**REQUEST**
Copy out the material below word for word, leaving out the pictures.

Dataset records on where objects are located
-------
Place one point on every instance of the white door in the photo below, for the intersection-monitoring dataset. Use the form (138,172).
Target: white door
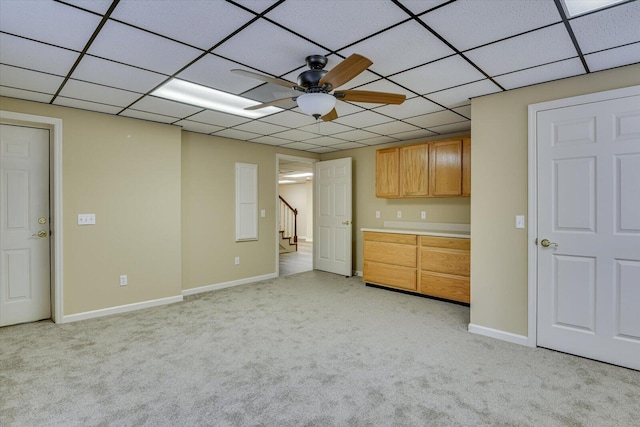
(25,279)
(589,211)
(332,236)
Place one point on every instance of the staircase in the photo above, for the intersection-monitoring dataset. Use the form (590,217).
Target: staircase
(288,227)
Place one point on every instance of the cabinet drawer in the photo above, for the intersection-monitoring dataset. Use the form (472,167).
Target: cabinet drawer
(455,288)
(391,253)
(405,239)
(448,261)
(390,275)
(446,242)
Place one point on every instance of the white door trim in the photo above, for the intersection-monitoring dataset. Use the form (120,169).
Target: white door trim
(533,190)
(11,117)
(277,203)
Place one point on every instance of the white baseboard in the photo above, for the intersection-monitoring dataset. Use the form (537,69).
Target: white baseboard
(120,309)
(501,335)
(217,286)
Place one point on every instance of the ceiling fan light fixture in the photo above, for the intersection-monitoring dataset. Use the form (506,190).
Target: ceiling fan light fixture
(316,104)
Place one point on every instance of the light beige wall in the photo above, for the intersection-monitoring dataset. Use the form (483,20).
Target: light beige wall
(208,218)
(365,202)
(499,181)
(127,172)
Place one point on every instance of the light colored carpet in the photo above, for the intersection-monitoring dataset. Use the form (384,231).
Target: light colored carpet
-------
**RESPONSE TO THIS EXERCISE**
Place one point on every instance of the white door in the photo below, for the intersection-monitoring dataset. Use the form (138,172).
Target: white door
(25,279)
(589,211)
(332,236)
Place one point on every instance of the staircase in the photo above, for the intersection-monitoring dataset. Use the form (590,217).
Target: staircase
(288,227)
Place one point on every instance of the cabinet drawer in the photo above, for the intersection-monitoring dataset. Use the form (472,167).
Target: cabinet drawer
(455,288)
(391,253)
(405,239)
(448,261)
(390,275)
(446,242)
Place one point on every instance of the white door trim in the photo above, for the intersection-monitoring dataset. Use the form (120,169).
Target: white door trim
(533,190)
(11,117)
(277,203)
Place one point on every instance of the white baseboard in the photo above, for the intersection-monitoring dataset. Use the form (537,69).
Target: white baseboard
(120,309)
(501,335)
(217,286)
Place one point on every instance of the ceiling fan light fixture in the photo above, for the intersection-monitoring dataset. Use the form (506,190).
Target: ceiling fan light fixture
(316,104)
Place one point on every instance of the light beige wall in the photo above, for the intersection-monitoring dataset. Use the form (483,20).
Target: light beige wall
(208,218)
(365,202)
(499,181)
(127,172)
Place one point on every instance of the light colored carpet in the photo above, for the intersection-monitoring dataset. Use the form (384,231).
Target: light colored carpet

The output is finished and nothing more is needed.